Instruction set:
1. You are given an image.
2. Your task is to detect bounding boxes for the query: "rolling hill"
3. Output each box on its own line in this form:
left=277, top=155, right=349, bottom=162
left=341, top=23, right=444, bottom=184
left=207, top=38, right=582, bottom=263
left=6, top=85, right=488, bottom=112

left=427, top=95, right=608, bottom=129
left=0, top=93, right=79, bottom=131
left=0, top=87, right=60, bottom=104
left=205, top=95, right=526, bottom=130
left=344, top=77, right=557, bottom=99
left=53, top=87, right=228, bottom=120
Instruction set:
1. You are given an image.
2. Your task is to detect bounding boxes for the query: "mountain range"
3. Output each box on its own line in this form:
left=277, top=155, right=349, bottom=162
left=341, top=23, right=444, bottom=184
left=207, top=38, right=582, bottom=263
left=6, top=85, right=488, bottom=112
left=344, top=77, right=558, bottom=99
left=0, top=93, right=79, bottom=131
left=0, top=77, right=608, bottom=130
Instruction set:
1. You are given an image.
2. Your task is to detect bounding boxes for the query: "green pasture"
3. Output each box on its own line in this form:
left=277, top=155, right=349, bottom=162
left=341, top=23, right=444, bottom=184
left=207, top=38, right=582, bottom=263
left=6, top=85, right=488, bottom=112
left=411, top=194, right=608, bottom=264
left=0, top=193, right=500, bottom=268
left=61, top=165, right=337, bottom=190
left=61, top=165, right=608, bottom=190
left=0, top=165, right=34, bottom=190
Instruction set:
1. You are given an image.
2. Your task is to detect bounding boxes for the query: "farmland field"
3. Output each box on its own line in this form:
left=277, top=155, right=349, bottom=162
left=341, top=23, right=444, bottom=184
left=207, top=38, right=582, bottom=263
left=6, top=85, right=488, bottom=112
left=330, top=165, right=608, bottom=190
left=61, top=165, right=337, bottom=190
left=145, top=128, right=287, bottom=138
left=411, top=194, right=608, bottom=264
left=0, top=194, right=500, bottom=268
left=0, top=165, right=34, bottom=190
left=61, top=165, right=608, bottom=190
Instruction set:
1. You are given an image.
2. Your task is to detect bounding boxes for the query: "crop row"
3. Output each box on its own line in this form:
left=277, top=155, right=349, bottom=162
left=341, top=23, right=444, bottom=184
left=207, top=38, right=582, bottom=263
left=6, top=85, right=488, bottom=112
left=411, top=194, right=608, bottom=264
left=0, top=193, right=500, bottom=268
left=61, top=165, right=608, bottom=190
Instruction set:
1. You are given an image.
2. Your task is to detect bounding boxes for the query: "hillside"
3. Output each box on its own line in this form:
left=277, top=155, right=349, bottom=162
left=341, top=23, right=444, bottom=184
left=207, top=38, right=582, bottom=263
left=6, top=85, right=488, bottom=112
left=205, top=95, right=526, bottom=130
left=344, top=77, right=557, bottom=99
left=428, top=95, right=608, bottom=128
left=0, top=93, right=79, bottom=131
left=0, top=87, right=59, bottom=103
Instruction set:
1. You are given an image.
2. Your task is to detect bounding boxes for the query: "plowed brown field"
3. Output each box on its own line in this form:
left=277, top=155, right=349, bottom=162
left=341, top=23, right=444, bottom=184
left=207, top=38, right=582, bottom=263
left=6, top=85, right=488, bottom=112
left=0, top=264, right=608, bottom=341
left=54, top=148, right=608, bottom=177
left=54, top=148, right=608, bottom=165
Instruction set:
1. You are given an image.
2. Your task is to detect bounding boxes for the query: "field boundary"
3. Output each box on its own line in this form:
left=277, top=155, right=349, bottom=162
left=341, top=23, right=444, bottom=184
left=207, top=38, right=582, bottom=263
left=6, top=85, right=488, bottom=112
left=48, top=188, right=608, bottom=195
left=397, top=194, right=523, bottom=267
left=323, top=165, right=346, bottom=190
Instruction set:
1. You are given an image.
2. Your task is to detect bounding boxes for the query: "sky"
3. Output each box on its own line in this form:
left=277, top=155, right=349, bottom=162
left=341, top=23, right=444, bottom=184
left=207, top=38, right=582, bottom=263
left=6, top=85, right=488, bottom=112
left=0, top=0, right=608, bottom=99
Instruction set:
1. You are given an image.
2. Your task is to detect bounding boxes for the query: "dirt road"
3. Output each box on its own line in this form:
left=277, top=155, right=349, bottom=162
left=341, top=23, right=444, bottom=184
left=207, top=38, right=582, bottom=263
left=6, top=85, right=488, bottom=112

Written problem - Starting at the beginning of the records and ending at the line that contains "left=0, top=77, right=608, bottom=130", write those lines out again with their requests, offsetting every bounding-box coordinate in the answers by -71. Leave every number in the requests and their sample output lines unchanged.

Response to this exercise -
Instruction set:
1. You are given an image.
2. Your task is to detect bounding boxes for the query: "rolling hill"
3. Output each box on its own line in this form:
left=277, top=155, right=349, bottom=162
left=341, top=23, right=444, bottom=184
left=207, top=38, right=582, bottom=263
left=6, top=85, right=488, bottom=112

left=356, top=24, right=537, bottom=58
left=-71, top=22, right=8, bottom=60
left=-71, top=16, right=-11, bottom=33
left=134, top=24, right=455, bottom=59
left=273, top=6, right=486, bottom=28
left=-18, top=16, right=157, bottom=49
Instruction set:
1. You are given an image.
2. Your task is to detect bounding boxes for the query: "mountain range"
3. Output each box on its own line in this form:
left=277, top=155, right=349, bottom=162
left=341, top=23, right=444, bottom=184
left=207, top=38, right=582, bottom=263
left=6, top=85, right=488, bottom=112
left=273, top=6, right=487, bottom=28
left=-71, top=22, right=8, bottom=60
left=-71, top=6, right=537, bottom=59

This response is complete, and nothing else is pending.